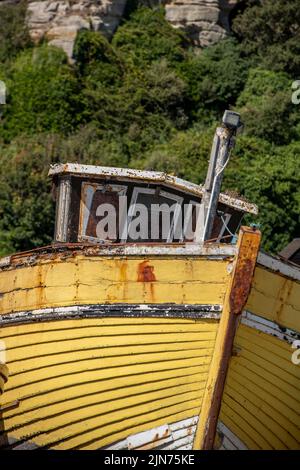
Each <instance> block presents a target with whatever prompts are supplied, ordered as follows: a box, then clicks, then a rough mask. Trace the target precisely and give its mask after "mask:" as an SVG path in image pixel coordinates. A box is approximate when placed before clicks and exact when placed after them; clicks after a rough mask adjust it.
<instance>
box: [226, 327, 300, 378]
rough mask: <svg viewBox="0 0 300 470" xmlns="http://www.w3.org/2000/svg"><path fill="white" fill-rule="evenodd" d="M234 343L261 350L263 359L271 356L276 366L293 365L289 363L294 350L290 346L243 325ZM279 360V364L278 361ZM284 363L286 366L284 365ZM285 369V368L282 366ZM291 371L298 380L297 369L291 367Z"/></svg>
mask: <svg viewBox="0 0 300 470" xmlns="http://www.w3.org/2000/svg"><path fill="white" fill-rule="evenodd" d="M235 341H236V343H238V342H239V341H246V342H248V343H251V344H252V349H253V350H254V351H255V352H257V354H258V351H261V349H263V350H264V351H266V352H267V355H265V357H266V358H267V357H270V355H273V356H274V357H276V363H277V364H278V365H280V366H281V365H282V364H284V365H286V366H293V365H294V364H293V363H292V361H291V357H292V353H293V352H294V349H293V348H292V346H291V344H289V343H287V342H286V341H283V340H281V339H279V338H274V337H273V336H271V335H269V334H266V333H263V332H262V331H258V330H255V329H254V328H249V327H248V326H245V325H240V327H239V329H238V334H237V336H236V340H235ZM277 359H279V361H280V362H279V363H278V360H277ZM286 362H287V363H288V364H286ZM284 368H285V366H284ZM292 369H293V370H294V371H295V372H296V375H298V376H299V378H300V373H299V372H298V374H297V370H298V369H299V368H297V367H292Z"/></svg>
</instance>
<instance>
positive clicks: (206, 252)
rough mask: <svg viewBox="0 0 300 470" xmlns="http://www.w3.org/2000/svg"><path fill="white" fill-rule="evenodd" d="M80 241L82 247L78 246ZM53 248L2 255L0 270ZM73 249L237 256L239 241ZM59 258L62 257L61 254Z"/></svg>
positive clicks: (36, 257) (169, 254)
mask: <svg viewBox="0 0 300 470" xmlns="http://www.w3.org/2000/svg"><path fill="white" fill-rule="evenodd" d="M77 245H78V247H77ZM58 246H59V252H60V253H61V255H62V257H65V256H66V254H67V253H68V251H69V252H70V254H71V253H72V251H71V250H69V246H68V244H66V245H65V246H64V245H58ZM47 248H48V249H49V254H48V255H49V260H50V259H51V254H52V253H55V245H52V246H51V247H41V248H37V249H34V250H31V251H27V252H23V253H22V252H21V253H16V254H14V255H11V256H6V257H4V258H0V270H1V269H5V268H8V267H12V268H14V267H15V265H17V266H18V267H19V266H21V265H22V264H26V265H28V262H29V261H30V262H38V260H39V255H43V259H45V251H46V250H47ZM72 248H73V253H74V252H76V254H80V255H84V256H116V257H118V256H120V257H121V256H133V257H135V256H147V257H149V256H168V257H169V256H171V257H177V256H199V257H203V258H207V259H224V258H229V257H233V256H235V255H236V253H237V247H236V245H231V244H226V243H223V244H220V245H218V244H208V245H202V244H200V243H184V244H180V243H178V244H177V243H174V244H170V245H166V244H163V243H157V244H142V243H137V244H134V243H128V244H118V243H112V244H104V243H103V244H100V243H99V244H93V245H88V244H87V245H84V246H82V243H77V244H76V243H74V244H72ZM55 259H58V257H57V254H56V257H55Z"/></svg>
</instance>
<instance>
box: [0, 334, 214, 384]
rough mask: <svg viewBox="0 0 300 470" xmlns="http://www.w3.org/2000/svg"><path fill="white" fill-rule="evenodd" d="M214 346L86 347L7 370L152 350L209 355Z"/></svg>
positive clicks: (145, 345)
mask: <svg viewBox="0 0 300 470" xmlns="http://www.w3.org/2000/svg"><path fill="white" fill-rule="evenodd" d="M213 347H214V341H192V342H190V341H187V342H177V343H158V344H145V345H132V346H127V345H123V346H116V347H111V348H101V350H99V348H87V349H78V350H74V351H70V352H68V351H63V352H62V353H59V354H56V353H55V354H51V355H45V356H44V355H43V356H38V357H35V358H25V359H23V360H22V359H21V360H19V361H15V362H10V364H9V370H10V377H13V376H14V375H16V374H19V375H22V374H26V373H27V372H28V371H38V370H42V369H49V373H51V368H55V367H56V366H57V364H69V363H76V362H79V361H84V360H87V359H91V360H94V359H97V358H99V359H101V358H102V357H108V356H111V357H112V356H126V355H128V354H132V355H134V354H136V355H139V354H142V353H144V354H145V353H148V352H149V353H154V352H165V353H166V354H167V353H168V352H169V351H170V352H172V351H181V355H182V356H184V355H185V351H187V350H190V351H192V350H193V351H198V352H200V354H203V355H209V354H211V353H212V350H213ZM10 354H11V353H9V355H10Z"/></svg>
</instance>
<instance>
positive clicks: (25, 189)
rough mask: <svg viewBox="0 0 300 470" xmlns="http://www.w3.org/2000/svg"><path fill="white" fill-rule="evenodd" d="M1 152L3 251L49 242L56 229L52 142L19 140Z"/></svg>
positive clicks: (0, 199)
mask: <svg viewBox="0 0 300 470" xmlns="http://www.w3.org/2000/svg"><path fill="white" fill-rule="evenodd" d="M0 152H1V165H0V254H5V253H10V252H14V251H21V250H24V249H30V248H34V247H35V246H41V245H45V244H49V243H50V242H51V238H52V235H53V230H54V224H53V222H54V204H53V202H52V200H51V194H50V188H51V185H50V181H49V179H48V178H47V173H48V169H49V164H50V162H51V142H49V141H46V140H45V139H44V137H40V138H38V139H34V140H33V141H24V140H23V139H18V140H17V141H15V142H13V143H12V144H10V145H9V146H7V147H6V148H3V147H2V148H1V149H0Z"/></svg>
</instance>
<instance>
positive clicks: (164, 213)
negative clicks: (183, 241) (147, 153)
mask: <svg viewBox="0 0 300 470" xmlns="http://www.w3.org/2000/svg"><path fill="white" fill-rule="evenodd" d="M95 215H96V218H97V222H96V225H95V226H94V229H93V233H94V236H95V235H96V237H97V239H100V240H102V241H109V240H116V239H118V238H119V239H120V240H121V241H126V240H129V239H130V240H132V241H138V240H151V241H158V240H166V241H172V240H178V241H182V240H186V241H187V240H188V241H191V242H199V241H200V239H198V238H199V236H200V230H199V225H200V224H201V222H203V209H201V204H199V203H193V204H191V203H189V204H184V205H183V206H181V204H179V203H177V202H176V203H173V204H170V205H169V204H167V203H161V204H141V203H135V204H131V205H130V206H129V209H128V210H127V197H126V196H120V197H119V207H118V209H117V208H116V207H115V205H113V204H110V203H102V204H99V205H98V207H97V208H96V211H95ZM89 216H91V214H90V213H89ZM91 219H94V217H93V216H92V217H91ZM202 225H203V223H202ZM83 235H86V236H89V235H90V233H88V231H86V232H85V233H84V234H83Z"/></svg>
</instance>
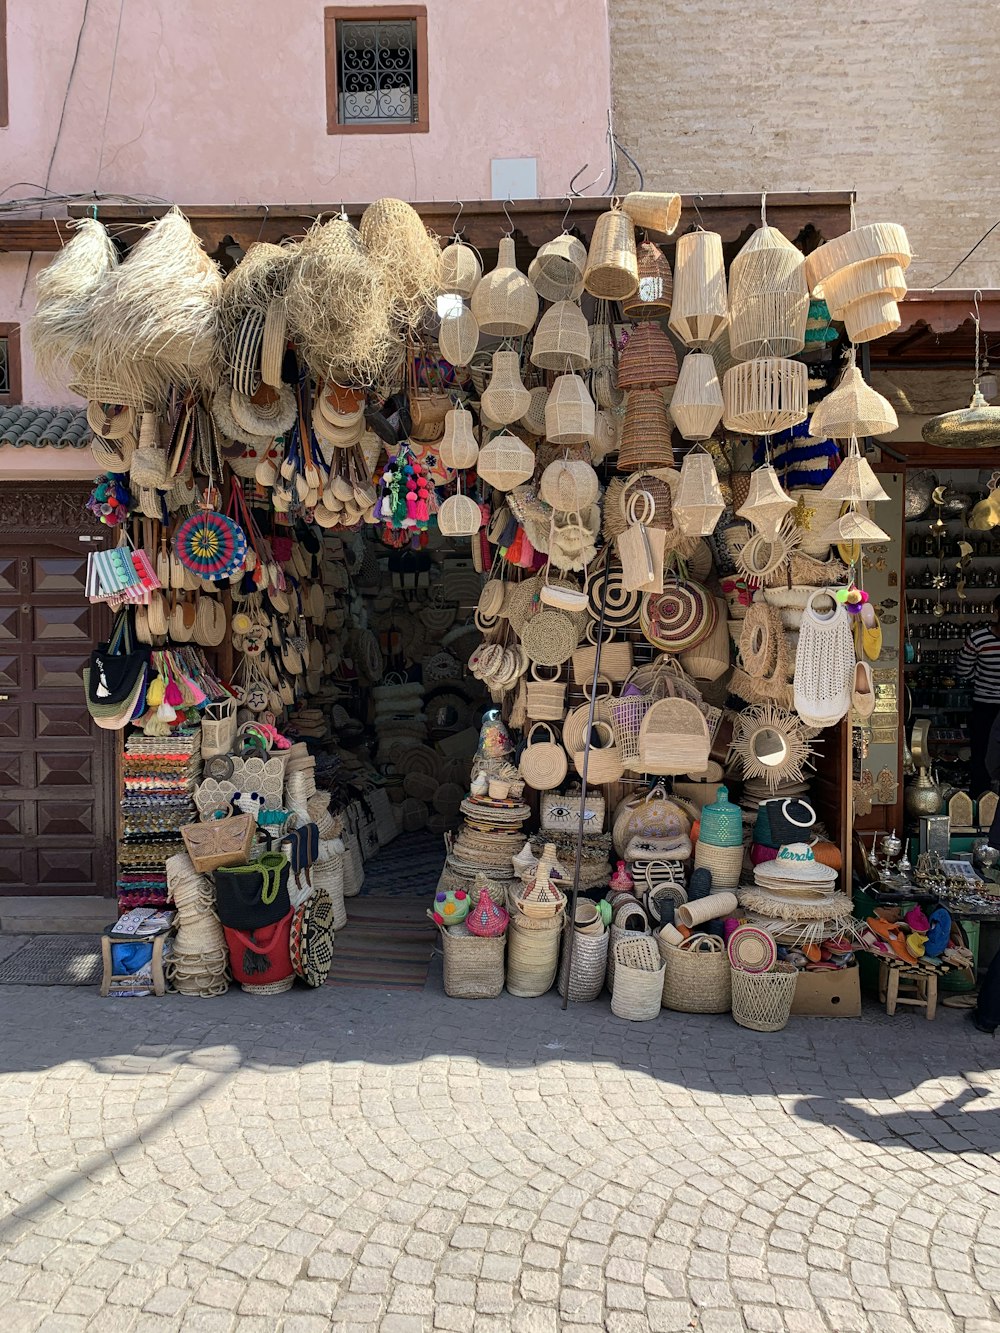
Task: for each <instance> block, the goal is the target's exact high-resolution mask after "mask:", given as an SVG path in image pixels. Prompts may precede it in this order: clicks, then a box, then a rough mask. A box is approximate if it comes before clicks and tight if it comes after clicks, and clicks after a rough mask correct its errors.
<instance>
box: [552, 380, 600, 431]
mask: <svg viewBox="0 0 1000 1333" xmlns="http://www.w3.org/2000/svg"><path fill="white" fill-rule="evenodd" d="M596 424H597V408H596V407H595V403H593V399H592V397H591V393H589V389H588V388H587V385H585V383H584V381H583V380H581V379H580V376H579V375H560V376H559V377H557V380H556V383H555V384H553V385H552V389H551V392H549V396H548V400H547V401H545V439H547V440H548V443H549V444H585V443H587V441H588V440H589V439H591V437H592V436H593V428H595V425H596Z"/></svg>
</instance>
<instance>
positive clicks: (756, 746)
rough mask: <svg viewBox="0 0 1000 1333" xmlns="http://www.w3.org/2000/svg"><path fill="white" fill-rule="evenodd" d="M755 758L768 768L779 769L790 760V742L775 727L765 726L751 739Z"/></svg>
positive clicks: (786, 738) (752, 746)
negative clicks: (773, 728) (788, 757)
mask: <svg viewBox="0 0 1000 1333" xmlns="http://www.w3.org/2000/svg"><path fill="white" fill-rule="evenodd" d="M751 749H752V750H753V757H755V758H756V760H757V761H759V762H760V764H764V765H765V766H767V768H777V766H779V765H780V764H784V761H785V760H787V758H788V740H787V737H785V736H783V734H781V732H777V730H775V729H773V726H764V728H761V729H760V730H759V732H755V733H753V736H752V737H751Z"/></svg>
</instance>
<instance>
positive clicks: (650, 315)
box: [621, 241, 673, 320]
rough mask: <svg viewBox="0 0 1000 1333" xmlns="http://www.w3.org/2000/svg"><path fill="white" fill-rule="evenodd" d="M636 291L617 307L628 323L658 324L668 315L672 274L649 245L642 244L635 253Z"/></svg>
mask: <svg viewBox="0 0 1000 1333" xmlns="http://www.w3.org/2000/svg"><path fill="white" fill-rule="evenodd" d="M636 260H637V264H639V287H637V288H636V291H635V293H633V295H632V296H627V297H625V300H624V301H623V303H621V309H623V312H624V313H625V316H627V317H628V319H629V320H659V319H663V316H664V315H669V312H671V301H672V300H673V273H671V265H669V264H668V263H667V256H665V255H664V253H663V251H661V249H660V247H659V245H655V244H653V241H643V244H641V245H640V247H639V249H637V251H636Z"/></svg>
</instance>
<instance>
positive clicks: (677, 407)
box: [671, 352, 723, 440]
mask: <svg viewBox="0 0 1000 1333" xmlns="http://www.w3.org/2000/svg"><path fill="white" fill-rule="evenodd" d="M671 416H672V417H673V424H675V425H676V427H677V429H679V431H680V433H681V435H683V436H684V439H685V440H707V439H708V437H709V436H711V433H712V432H713V431H715V428H716V427H717V425H719V423H720V421H721V420H723V387H721V384H720V383H719V376H717V375H716V369H715V361H713V360H712V357H711V356H709V355H708V353H707V352H688V355H687V356H685V357H684V360H683V361H681V363H680V375H679V376H677V385H676V388H675V389H673V395H672V396H671Z"/></svg>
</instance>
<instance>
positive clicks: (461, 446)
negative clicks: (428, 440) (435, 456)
mask: <svg viewBox="0 0 1000 1333" xmlns="http://www.w3.org/2000/svg"><path fill="white" fill-rule="evenodd" d="M437 456H439V457H440V460H441V463H443V464H444V465H445V468H471V467H473V465H475V463H476V459H477V457H479V445H477V444H476V433H475V431H473V428H472V413H471V412H468V411H467V409H465V408H463V407H456V408H452V409H451V412H448V415H447V416H445V419H444V435H443V436H441V443H440V444H439V445H437Z"/></svg>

########################################

* **TASK TO COMPLETE**
Please output exactly the lines between the one holding "positive clicks: (677, 407)" and the one holding "positive clicks: (461, 446)" in the records above, inclusive, and nothing more.

* **ANSWER SPACE**
positive clicks: (677, 407)
box: [671, 352, 723, 440]
mask: <svg viewBox="0 0 1000 1333" xmlns="http://www.w3.org/2000/svg"><path fill="white" fill-rule="evenodd" d="M671 416H672V417H673V424H675V425H676V427H677V429H679V431H680V433H681V435H683V436H684V439H685V440H707V439H708V437H709V436H711V433H712V432H713V431H715V428H716V427H717V425H719V423H720V421H721V420H723V387H721V384H720V383H719V376H717V375H716V369H715V361H713V360H712V357H711V356H709V355H708V353H707V352H688V355H687V356H685V357H684V360H683V361H681V363H680V375H679V376H677V385H676V388H675V389H673V395H672V396H671Z"/></svg>
</instance>
<instance>
positive clicks: (461, 446)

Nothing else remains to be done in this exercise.